=== TASK STATEMENT ===
Copy out, exactly as given, every line from the line with "Sports analytics pipeline — identify the white concrete" to the end of the listing, both of those lines included.

=== RECORDS FOR THIS EXERCISE ===

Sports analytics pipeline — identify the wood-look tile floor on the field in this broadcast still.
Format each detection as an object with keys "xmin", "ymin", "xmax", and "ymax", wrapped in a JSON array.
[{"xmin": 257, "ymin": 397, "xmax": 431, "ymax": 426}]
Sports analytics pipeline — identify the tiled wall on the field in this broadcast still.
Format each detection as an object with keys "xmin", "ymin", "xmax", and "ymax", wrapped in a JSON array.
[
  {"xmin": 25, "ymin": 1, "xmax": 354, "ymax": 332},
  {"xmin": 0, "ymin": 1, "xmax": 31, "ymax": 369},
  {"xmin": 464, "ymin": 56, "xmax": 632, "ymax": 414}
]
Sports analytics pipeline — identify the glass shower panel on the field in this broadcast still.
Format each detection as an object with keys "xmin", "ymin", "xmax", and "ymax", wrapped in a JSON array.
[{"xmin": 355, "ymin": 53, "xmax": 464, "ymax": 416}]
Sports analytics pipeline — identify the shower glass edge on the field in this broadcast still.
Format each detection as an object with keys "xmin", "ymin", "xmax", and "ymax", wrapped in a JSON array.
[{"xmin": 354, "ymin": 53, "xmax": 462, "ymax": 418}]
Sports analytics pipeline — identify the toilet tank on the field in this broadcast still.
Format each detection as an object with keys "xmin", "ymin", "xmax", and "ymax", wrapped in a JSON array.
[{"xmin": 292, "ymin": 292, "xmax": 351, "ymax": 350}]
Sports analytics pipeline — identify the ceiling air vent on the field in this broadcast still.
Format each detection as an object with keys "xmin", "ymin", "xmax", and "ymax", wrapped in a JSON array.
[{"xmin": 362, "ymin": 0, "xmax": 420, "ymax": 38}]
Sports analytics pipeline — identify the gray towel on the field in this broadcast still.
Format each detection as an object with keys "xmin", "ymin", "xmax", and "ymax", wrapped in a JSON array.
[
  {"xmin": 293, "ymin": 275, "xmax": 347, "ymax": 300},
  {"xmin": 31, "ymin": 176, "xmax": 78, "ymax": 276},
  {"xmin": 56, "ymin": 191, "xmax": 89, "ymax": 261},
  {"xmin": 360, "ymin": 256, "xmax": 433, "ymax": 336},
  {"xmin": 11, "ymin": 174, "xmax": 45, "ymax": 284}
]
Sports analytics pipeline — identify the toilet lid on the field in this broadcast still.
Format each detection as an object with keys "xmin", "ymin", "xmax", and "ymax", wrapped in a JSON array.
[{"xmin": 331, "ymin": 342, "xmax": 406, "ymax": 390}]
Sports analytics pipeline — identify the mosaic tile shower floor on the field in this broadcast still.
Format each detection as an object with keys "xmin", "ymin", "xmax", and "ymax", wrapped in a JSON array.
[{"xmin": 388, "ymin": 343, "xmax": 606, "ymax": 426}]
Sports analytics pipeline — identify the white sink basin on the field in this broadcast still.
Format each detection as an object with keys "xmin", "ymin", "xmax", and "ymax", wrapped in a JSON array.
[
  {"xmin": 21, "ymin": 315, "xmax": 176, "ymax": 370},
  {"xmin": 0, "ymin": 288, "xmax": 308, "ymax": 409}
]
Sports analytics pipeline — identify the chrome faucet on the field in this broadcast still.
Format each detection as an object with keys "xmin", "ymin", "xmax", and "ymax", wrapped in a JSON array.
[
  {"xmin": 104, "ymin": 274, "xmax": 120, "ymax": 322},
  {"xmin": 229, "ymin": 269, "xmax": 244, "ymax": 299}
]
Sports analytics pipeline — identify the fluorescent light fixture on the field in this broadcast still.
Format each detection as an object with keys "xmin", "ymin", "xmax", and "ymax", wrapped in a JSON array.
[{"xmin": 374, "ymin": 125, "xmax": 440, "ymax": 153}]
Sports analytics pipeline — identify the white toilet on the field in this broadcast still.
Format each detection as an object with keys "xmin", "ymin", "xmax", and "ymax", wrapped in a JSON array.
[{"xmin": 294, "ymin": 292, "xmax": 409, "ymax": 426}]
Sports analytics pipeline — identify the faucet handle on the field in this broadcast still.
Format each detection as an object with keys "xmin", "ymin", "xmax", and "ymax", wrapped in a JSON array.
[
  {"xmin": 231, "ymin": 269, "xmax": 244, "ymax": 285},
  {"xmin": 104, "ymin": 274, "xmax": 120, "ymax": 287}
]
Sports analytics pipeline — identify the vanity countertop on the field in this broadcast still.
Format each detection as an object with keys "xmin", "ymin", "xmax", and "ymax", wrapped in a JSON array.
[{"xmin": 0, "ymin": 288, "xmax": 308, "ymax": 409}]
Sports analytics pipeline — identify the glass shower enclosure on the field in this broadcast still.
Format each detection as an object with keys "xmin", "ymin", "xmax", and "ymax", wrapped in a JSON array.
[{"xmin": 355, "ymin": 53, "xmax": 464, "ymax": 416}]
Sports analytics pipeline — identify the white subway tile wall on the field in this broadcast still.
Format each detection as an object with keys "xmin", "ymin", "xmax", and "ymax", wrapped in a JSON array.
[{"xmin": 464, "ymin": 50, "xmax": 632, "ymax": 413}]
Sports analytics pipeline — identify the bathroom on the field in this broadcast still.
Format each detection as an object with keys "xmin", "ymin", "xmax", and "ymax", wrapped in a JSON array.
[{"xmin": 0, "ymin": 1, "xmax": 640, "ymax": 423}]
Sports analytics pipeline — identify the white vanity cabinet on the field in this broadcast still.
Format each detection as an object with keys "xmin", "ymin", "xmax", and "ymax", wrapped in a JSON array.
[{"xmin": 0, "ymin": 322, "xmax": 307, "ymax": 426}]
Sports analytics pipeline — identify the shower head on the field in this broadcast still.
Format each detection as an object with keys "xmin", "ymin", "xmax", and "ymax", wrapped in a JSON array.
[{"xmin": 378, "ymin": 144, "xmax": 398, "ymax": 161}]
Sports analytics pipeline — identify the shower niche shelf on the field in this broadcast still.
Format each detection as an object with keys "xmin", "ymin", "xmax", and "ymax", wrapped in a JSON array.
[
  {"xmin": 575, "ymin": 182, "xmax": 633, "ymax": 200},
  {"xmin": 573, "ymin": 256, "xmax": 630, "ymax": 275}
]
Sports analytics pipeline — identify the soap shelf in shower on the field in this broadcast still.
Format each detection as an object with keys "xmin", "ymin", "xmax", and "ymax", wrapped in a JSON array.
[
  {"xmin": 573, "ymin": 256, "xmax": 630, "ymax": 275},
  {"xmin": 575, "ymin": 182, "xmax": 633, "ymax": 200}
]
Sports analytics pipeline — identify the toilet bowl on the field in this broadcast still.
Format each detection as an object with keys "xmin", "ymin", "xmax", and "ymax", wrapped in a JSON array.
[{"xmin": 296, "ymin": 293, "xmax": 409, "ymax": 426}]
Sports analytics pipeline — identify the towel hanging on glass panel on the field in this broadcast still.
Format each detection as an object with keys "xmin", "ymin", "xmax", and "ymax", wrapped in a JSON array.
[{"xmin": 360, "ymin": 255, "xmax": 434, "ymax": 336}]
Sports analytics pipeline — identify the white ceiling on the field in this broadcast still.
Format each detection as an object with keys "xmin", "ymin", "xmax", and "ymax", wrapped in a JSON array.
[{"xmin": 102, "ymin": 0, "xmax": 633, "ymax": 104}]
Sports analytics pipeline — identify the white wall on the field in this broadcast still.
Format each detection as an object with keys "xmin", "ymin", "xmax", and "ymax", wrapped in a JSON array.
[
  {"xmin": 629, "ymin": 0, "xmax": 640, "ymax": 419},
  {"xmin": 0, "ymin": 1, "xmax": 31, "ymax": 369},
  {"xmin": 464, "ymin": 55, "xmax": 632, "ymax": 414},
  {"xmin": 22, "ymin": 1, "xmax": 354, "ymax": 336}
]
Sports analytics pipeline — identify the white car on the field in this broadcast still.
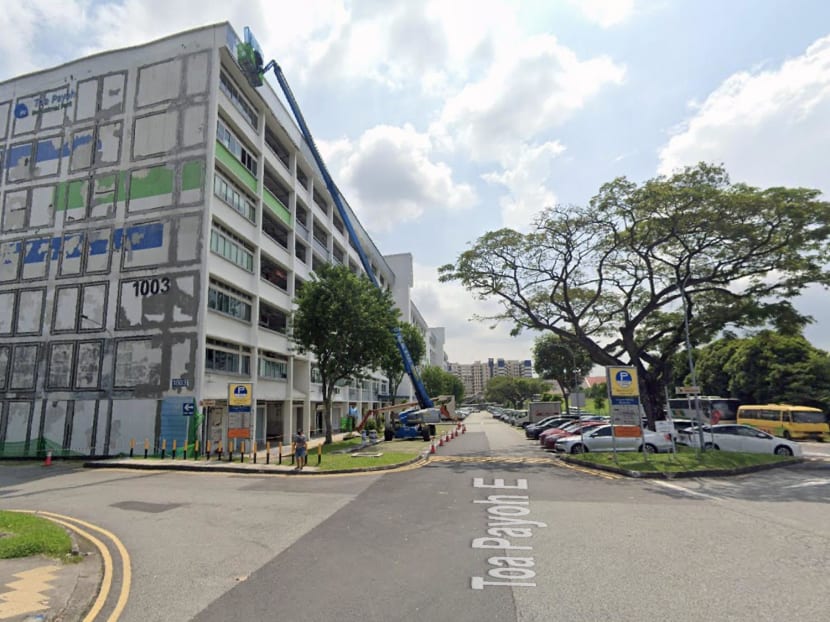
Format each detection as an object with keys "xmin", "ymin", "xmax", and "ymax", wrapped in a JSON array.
[
  {"xmin": 556, "ymin": 425, "xmax": 672, "ymax": 454},
  {"xmin": 677, "ymin": 423, "xmax": 803, "ymax": 456}
]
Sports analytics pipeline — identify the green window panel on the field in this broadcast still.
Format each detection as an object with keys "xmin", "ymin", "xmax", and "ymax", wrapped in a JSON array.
[
  {"xmin": 216, "ymin": 141, "xmax": 257, "ymax": 193},
  {"xmin": 182, "ymin": 160, "xmax": 205, "ymax": 190},
  {"xmin": 262, "ymin": 188, "xmax": 291, "ymax": 227},
  {"xmin": 130, "ymin": 166, "xmax": 173, "ymax": 199}
]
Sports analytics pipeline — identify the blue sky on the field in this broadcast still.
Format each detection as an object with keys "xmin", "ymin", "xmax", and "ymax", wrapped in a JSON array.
[{"xmin": 0, "ymin": 0, "xmax": 830, "ymax": 362}]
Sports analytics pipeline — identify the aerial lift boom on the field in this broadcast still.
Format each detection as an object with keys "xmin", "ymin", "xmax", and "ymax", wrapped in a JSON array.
[{"xmin": 237, "ymin": 27, "xmax": 433, "ymax": 408}]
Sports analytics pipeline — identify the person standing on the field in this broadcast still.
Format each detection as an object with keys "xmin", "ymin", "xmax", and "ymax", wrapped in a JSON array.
[{"xmin": 294, "ymin": 429, "xmax": 308, "ymax": 471}]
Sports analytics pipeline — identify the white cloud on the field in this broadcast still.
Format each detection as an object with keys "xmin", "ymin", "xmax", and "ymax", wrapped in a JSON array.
[
  {"xmin": 431, "ymin": 35, "xmax": 625, "ymax": 162},
  {"xmin": 570, "ymin": 0, "xmax": 634, "ymax": 28},
  {"xmin": 321, "ymin": 125, "xmax": 476, "ymax": 230},
  {"xmin": 412, "ymin": 262, "xmax": 535, "ymax": 363},
  {"xmin": 659, "ymin": 37, "xmax": 830, "ymax": 192},
  {"xmin": 483, "ymin": 141, "xmax": 565, "ymax": 232}
]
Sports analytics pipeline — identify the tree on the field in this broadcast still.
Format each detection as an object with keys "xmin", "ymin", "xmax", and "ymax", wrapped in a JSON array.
[
  {"xmin": 292, "ymin": 264, "xmax": 398, "ymax": 444},
  {"xmin": 421, "ymin": 365, "xmax": 464, "ymax": 404},
  {"xmin": 533, "ymin": 333, "xmax": 594, "ymax": 412},
  {"xmin": 440, "ymin": 163, "xmax": 830, "ymax": 423},
  {"xmin": 381, "ymin": 322, "xmax": 427, "ymax": 404},
  {"xmin": 484, "ymin": 376, "xmax": 546, "ymax": 408},
  {"xmin": 724, "ymin": 330, "xmax": 830, "ymax": 409}
]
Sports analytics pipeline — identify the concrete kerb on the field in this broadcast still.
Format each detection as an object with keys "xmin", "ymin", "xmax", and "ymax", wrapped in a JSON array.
[{"xmin": 559, "ymin": 456, "xmax": 804, "ymax": 479}]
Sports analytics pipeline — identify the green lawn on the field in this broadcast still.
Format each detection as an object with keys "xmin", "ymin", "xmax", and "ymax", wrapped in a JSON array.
[
  {"xmin": 568, "ymin": 447, "xmax": 791, "ymax": 473},
  {"xmin": 0, "ymin": 510, "xmax": 74, "ymax": 561}
]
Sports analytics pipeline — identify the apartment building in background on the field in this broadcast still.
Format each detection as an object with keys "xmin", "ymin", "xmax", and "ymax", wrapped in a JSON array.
[{"xmin": 0, "ymin": 23, "xmax": 440, "ymax": 455}]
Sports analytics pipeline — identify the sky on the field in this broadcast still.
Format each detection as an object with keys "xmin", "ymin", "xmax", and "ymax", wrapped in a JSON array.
[{"xmin": 0, "ymin": 0, "xmax": 830, "ymax": 363}]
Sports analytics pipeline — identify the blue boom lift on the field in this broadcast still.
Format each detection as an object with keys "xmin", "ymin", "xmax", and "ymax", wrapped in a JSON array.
[{"xmin": 236, "ymin": 26, "xmax": 434, "ymax": 408}]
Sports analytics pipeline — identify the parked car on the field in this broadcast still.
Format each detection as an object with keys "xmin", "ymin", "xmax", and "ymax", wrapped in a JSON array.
[
  {"xmin": 525, "ymin": 415, "xmax": 575, "ymax": 440},
  {"xmin": 554, "ymin": 425, "xmax": 672, "ymax": 454},
  {"xmin": 677, "ymin": 423, "xmax": 803, "ymax": 456},
  {"xmin": 539, "ymin": 421, "xmax": 605, "ymax": 449}
]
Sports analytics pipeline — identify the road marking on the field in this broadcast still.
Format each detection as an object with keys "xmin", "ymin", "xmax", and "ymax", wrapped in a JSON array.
[{"xmin": 14, "ymin": 510, "xmax": 132, "ymax": 622}]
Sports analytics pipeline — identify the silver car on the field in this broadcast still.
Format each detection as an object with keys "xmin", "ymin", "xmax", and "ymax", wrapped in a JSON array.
[
  {"xmin": 556, "ymin": 425, "xmax": 672, "ymax": 454},
  {"xmin": 677, "ymin": 423, "xmax": 803, "ymax": 456}
]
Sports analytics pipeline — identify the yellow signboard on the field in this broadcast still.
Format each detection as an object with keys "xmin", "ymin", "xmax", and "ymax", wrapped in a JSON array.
[
  {"xmin": 607, "ymin": 367, "xmax": 640, "ymax": 398},
  {"xmin": 228, "ymin": 382, "xmax": 254, "ymax": 406}
]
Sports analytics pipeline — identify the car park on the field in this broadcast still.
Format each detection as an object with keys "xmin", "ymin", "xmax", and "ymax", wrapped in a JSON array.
[
  {"xmin": 554, "ymin": 425, "xmax": 673, "ymax": 454},
  {"xmin": 539, "ymin": 421, "xmax": 605, "ymax": 449},
  {"xmin": 677, "ymin": 423, "xmax": 803, "ymax": 456},
  {"xmin": 525, "ymin": 415, "xmax": 575, "ymax": 441}
]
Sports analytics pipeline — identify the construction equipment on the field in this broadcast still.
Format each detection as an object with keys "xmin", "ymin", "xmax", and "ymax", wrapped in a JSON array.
[{"xmin": 237, "ymin": 31, "xmax": 433, "ymax": 408}]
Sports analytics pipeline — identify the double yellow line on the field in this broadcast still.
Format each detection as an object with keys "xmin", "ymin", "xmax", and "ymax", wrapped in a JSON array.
[{"xmin": 13, "ymin": 510, "xmax": 132, "ymax": 622}]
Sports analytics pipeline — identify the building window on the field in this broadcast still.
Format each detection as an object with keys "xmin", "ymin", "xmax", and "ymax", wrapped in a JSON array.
[
  {"xmin": 219, "ymin": 71, "xmax": 259, "ymax": 129},
  {"xmin": 216, "ymin": 121, "xmax": 257, "ymax": 177},
  {"xmin": 208, "ymin": 279, "xmax": 252, "ymax": 322},
  {"xmin": 259, "ymin": 350, "xmax": 288, "ymax": 380},
  {"xmin": 213, "ymin": 173, "xmax": 256, "ymax": 222},
  {"xmin": 210, "ymin": 223, "xmax": 254, "ymax": 272},
  {"xmin": 205, "ymin": 338, "xmax": 251, "ymax": 376}
]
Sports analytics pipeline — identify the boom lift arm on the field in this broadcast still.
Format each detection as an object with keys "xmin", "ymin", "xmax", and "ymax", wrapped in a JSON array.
[{"xmin": 237, "ymin": 26, "xmax": 433, "ymax": 408}]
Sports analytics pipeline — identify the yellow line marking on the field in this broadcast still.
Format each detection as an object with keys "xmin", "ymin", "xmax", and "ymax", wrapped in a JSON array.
[
  {"xmin": 40, "ymin": 512, "xmax": 132, "ymax": 622},
  {"xmin": 12, "ymin": 510, "xmax": 132, "ymax": 622}
]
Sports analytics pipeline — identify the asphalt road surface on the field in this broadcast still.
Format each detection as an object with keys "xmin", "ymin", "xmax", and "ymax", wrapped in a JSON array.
[{"xmin": 0, "ymin": 414, "xmax": 830, "ymax": 622}]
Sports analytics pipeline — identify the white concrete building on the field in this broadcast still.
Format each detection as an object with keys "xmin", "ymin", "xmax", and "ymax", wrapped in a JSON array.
[{"xmin": 0, "ymin": 24, "xmax": 438, "ymax": 455}]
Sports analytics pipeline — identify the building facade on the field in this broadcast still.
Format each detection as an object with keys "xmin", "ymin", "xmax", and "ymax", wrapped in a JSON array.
[
  {"xmin": 448, "ymin": 358, "xmax": 533, "ymax": 399},
  {"xmin": 0, "ymin": 24, "xmax": 428, "ymax": 455}
]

=== SOLUTION FOR THIS EXERCISE ===
Sports analytics pipeline — identify the white concrete building on the field in this broadcast still.
Format each detection as an object with keys "xmin", "ymin", "xmax", and "ymax", wrapped in a JSON array.
[{"xmin": 0, "ymin": 24, "xmax": 438, "ymax": 455}]
Sports analytics pipeline — identify the building facade on the field in this broadcast still.
Format each detection as an object with keys "xmin", "ymin", "xmax", and "ymax", wrapped in a JSON array.
[
  {"xmin": 448, "ymin": 358, "xmax": 533, "ymax": 399},
  {"xmin": 0, "ymin": 24, "xmax": 428, "ymax": 455}
]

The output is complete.